EXERCISE PROMPT — Below is a set of records. Repeat all of them exactly.

RAW DATA —
- - -
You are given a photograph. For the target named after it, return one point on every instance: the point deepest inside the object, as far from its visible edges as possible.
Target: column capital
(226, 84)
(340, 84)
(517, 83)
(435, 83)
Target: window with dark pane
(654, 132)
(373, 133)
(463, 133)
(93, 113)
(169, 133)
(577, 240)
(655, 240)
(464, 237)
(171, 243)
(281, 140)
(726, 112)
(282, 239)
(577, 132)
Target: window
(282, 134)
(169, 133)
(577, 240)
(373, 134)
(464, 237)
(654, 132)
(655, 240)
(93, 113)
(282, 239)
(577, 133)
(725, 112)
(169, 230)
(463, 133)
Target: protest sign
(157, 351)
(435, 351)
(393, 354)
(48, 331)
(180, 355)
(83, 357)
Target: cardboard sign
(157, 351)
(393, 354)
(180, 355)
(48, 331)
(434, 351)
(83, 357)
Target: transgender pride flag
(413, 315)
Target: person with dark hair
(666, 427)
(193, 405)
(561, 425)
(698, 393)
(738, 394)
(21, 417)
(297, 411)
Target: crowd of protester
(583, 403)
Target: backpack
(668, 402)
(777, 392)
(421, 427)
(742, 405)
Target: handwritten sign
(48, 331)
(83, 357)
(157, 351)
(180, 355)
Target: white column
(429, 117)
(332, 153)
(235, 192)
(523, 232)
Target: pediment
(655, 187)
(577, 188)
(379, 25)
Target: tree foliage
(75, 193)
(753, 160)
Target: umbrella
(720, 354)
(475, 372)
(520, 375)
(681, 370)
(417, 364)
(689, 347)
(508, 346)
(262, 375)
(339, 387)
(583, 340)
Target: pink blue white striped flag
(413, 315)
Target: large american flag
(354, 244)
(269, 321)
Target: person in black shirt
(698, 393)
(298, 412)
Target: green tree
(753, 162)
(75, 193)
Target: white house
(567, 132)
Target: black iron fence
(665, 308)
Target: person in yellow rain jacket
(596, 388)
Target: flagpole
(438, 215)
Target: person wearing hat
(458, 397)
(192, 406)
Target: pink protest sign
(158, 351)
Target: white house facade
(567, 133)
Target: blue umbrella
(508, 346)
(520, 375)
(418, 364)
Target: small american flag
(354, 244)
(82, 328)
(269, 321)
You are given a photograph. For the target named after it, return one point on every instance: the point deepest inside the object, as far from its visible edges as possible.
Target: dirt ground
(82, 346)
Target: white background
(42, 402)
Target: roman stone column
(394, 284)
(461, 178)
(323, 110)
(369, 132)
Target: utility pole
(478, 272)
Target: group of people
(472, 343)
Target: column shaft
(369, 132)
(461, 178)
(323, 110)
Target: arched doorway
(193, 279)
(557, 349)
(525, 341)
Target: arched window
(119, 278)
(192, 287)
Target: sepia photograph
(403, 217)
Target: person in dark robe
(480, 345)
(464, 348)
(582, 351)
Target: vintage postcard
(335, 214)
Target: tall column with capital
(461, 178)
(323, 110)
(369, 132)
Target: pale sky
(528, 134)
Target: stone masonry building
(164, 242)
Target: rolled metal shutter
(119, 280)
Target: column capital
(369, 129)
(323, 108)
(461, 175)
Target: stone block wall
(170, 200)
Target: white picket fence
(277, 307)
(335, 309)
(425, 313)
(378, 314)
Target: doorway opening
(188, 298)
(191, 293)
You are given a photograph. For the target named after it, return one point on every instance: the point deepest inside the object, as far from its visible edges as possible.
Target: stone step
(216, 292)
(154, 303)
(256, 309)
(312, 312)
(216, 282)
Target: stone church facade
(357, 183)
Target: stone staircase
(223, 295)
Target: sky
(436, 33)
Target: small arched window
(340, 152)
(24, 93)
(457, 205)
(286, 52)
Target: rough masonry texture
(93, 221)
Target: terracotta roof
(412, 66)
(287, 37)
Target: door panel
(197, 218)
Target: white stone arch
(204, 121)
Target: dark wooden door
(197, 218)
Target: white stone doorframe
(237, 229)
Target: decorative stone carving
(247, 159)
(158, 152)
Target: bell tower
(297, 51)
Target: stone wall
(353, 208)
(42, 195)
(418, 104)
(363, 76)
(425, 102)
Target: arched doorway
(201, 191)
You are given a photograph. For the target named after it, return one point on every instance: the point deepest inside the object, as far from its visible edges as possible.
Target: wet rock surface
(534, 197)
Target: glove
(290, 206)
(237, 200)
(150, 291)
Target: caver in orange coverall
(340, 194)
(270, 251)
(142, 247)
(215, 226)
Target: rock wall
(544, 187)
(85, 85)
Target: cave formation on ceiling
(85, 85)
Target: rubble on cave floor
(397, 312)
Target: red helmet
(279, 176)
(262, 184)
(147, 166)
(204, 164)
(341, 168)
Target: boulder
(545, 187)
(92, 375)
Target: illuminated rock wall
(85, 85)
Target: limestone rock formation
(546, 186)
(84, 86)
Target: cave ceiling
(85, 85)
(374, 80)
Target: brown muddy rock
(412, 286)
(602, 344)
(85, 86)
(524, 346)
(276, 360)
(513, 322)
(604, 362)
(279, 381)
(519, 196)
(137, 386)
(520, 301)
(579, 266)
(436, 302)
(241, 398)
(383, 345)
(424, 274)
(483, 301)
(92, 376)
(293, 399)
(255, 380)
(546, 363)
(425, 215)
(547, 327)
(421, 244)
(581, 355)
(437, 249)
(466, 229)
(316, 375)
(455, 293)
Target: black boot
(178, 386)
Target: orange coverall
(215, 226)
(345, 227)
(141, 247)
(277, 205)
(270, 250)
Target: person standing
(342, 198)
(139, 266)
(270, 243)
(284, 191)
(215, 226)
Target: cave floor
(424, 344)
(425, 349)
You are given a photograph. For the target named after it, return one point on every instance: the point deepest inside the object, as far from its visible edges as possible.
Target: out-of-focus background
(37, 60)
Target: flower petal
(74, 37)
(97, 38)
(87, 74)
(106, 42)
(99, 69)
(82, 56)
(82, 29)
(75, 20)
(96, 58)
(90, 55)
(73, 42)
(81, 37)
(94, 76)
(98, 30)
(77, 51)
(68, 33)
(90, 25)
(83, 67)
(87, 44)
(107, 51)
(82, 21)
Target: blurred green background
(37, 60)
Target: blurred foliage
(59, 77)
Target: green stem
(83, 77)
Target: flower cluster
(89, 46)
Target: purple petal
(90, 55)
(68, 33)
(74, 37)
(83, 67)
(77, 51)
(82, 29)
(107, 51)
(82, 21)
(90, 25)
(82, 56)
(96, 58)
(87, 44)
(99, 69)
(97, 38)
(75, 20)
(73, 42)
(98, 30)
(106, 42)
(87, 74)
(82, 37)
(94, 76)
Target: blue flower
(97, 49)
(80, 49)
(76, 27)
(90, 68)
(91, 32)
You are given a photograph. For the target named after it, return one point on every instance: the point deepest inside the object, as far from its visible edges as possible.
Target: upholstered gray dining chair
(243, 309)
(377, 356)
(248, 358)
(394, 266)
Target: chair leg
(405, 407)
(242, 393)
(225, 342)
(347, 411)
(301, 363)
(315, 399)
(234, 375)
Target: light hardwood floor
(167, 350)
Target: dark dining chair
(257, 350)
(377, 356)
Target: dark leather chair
- - -
EXERCISE RESULT —
You are given a photograph. For the target named after it, return one point on every instance: the point deepest inside the object, as far from its visible edges as possible.
Target: column capital
(226, 84)
(340, 84)
(517, 83)
(435, 83)
Target: window with dark pane
(654, 132)
(373, 133)
(463, 133)
(93, 113)
(169, 133)
(577, 240)
(655, 240)
(464, 237)
(171, 243)
(281, 140)
(726, 112)
(282, 239)
(577, 132)
Target: window
(282, 134)
(169, 133)
(577, 240)
(373, 134)
(464, 237)
(654, 132)
(655, 240)
(93, 113)
(282, 239)
(577, 133)
(725, 112)
(169, 230)
(463, 133)
Target: protest sign
(157, 351)
(435, 351)
(393, 354)
(48, 331)
(180, 355)
(83, 357)
Target: cardboard sign
(157, 351)
(393, 354)
(180, 355)
(48, 331)
(434, 351)
(83, 357)
Target: transgender pride flag
(413, 315)
Target: person with dark hair
(666, 427)
(193, 405)
(561, 425)
(698, 393)
(738, 394)
(21, 417)
(297, 411)
Target: crowd of protester
(583, 403)
Target: backpack
(668, 402)
(777, 392)
(421, 427)
(742, 405)
Target: handwritten sign
(48, 331)
(83, 357)
(157, 351)
(180, 355)
Target: white column
(429, 117)
(332, 153)
(235, 192)
(523, 232)
Target: pediment
(655, 187)
(577, 188)
(379, 25)
Target: tree foliage
(75, 193)
(753, 160)
Target: umbrella
(720, 354)
(475, 372)
(520, 375)
(681, 370)
(417, 364)
(689, 347)
(508, 346)
(262, 375)
(339, 387)
(583, 340)
Target: pink blue white striped flag
(413, 315)
Target: large american flag
(354, 244)
(269, 321)
Target: person in black shirt
(698, 393)
(298, 412)
Target: green tree
(753, 162)
(75, 193)
Target: white house
(567, 132)
Target: black iron fence
(665, 308)
Target: person in yellow rain jacket
(596, 388)
Target: flagpole
(438, 215)
Target: person wearing hat
(458, 397)
(192, 406)
Target: pink protest sign
(158, 351)
Target: white house facade
(567, 133)
Target: blue umbrella
(508, 346)
(520, 375)
(418, 364)
Target: small american flag
(354, 244)
(82, 328)
(269, 321)
You are given a photograph. For the target named after it, return one point on every instance: the point deepest inside the object, as far from its visible edges as possible.
Target: dirt ground
(82, 346)
Target: white background
(42, 402)
Target: roman stone column
(394, 284)
(461, 178)
(323, 110)
(369, 132)
Target: utility pole
(478, 272)
Target: group of people
(472, 343)
Target: column shaft
(369, 132)
(461, 178)
(323, 110)
Target: arched doorway
(193, 279)
(557, 349)
(525, 341)
Target: arched window
(119, 278)
(192, 287)
Target: sepia photograph
(403, 217)
Target: person in dark robe
(480, 345)
(464, 348)
(582, 351)
Target: vintage postcard
(335, 214)
Target: tall column with capital
(461, 178)
(323, 110)
(369, 132)
Target: pale sky
(528, 134)
Target: stone masonry building
(164, 242)
Target: rolled metal shutter
(119, 280)
Target: column capital
(369, 129)
(323, 108)
(461, 175)
Target: stone block wall
(170, 200)
Target: white picket fence
(277, 307)
(335, 309)
(425, 313)
(378, 314)
Target: doorway opening
(188, 298)
(191, 293)
You are given a photograph. For the target named after it, return one point on every instance: the point deepest inside the object, as far from its visible edges as possible.
Target: stone step
(216, 292)
(154, 303)
(256, 309)
(312, 312)
(216, 282)
Target: stone church facade
(357, 183)
Target: stone staircase
(223, 295)
Target: sky
(436, 33)
Target: small arched window
(340, 152)
(24, 93)
(457, 205)
(286, 52)
Target: rough masonry texture
(93, 221)
Target: terracotta roof
(412, 66)
(287, 37)
Target: door panel
(197, 218)
Target: white stone arch
(204, 121)
Target: dark wooden door
(197, 218)
Target: white stone doorframe
(237, 229)
Target: decorative stone carving
(247, 159)
(158, 152)
Target: bell tower
(297, 51)
Target: stone wall
(353, 208)
(42, 195)
(418, 104)
(363, 76)
(425, 102)
Target: arched doorway
(201, 191)
You are given a photograph. For the target named after it, return one point on every instance: the point deepest inside the object, as far from its visible edges as possible.
Target: wet rock surface
(534, 197)
Target: glove
(290, 206)
(237, 200)
(150, 291)
Target: caver in orange coverall
(340, 194)
(270, 251)
(142, 247)
(215, 226)
Target: rock wall
(544, 187)
(85, 85)
Target: cave formation on ceiling
(85, 85)
Target: rubble on cave floor
(397, 312)
Target: red helmet
(279, 176)
(262, 184)
(147, 166)
(204, 164)
(341, 168)
Target: boulder
(545, 187)
(92, 375)
Target: illuminated rock wall
(85, 85)
Target: limestone rock formation
(546, 186)
(84, 86)
Target: cave ceiling
(85, 85)
(374, 80)
Target: brown muddy rock
(412, 286)
(602, 344)
(85, 86)
(524, 346)
(276, 360)
(513, 322)
(604, 362)
(279, 381)
(519, 196)
(137, 386)
(520, 301)
(579, 266)
(436, 302)
(241, 398)
(383, 345)
(424, 274)
(483, 301)
(92, 376)
(293, 399)
(255, 380)
(546, 363)
(425, 215)
(547, 327)
(421, 244)
(581, 355)
(437, 249)
(466, 229)
(316, 375)
(455, 293)
Target: black boot
(178, 386)
Target: orange coverall
(215, 226)
(345, 227)
(141, 247)
(277, 205)
(270, 250)
Target: person standing
(342, 198)
(139, 266)
(270, 243)
(284, 191)
(215, 226)
Target: cave floor
(424, 344)
(425, 349)
You are given a photograph. For the target named after it, return one point on every instance: the point deepest inside the object, as far from its visible edges as possible.
Target: out-of-focus background
(37, 60)
Target: flower petal
(74, 37)
(97, 38)
(87, 74)
(106, 42)
(99, 69)
(82, 56)
(82, 29)
(75, 20)
(96, 58)
(90, 55)
(73, 42)
(81, 37)
(94, 76)
(98, 30)
(77, 51)
(68, 33)
(90, 25)
(83, 67)
(87, 44)
(107, 51)
(82, 21)
Target: blurred green background
(37, 60)
Target: blurred foliage
(59, 77)
Target: green stem
(83, 77)
Target: flower cluster
(89, 46)
Target: purple petal
(90, 55)
(68, 33)
(74, 37)
(83, 67)
(77, 51)
(82, 29)
(107, 51)
(82, 21)
(90, 25)
(82, 56)
(96, 58)
(87, 44)
(99, 69)
(97, 38)
(75, 20)
(73, 42)
(98, 30)
(106, 42)
(87, 74)
(82, 37)
(94, 76)
Target: blue flower
(97, 49)
(80, 49)
(76, 27)
(90, 68)
(91, 32)
You are given a photograph. For the target named after it, return one point on every instance: the point deepest inside the object, as far from its visible edges as possible.
Target: upholstered gray dining chair
(243, 309)
(377, 356)
(248, 358)
(394, 266)
Target: chair leg
(405, 407)
(242, 393)
(225, 342)
(347, 411)
(301, 363)
(315, 399)
(234, 375)
Target: light hardwood floor
(167, 350)
Target: dark dining chair
(257, 350)
(377, 356)
Target: dark leather chair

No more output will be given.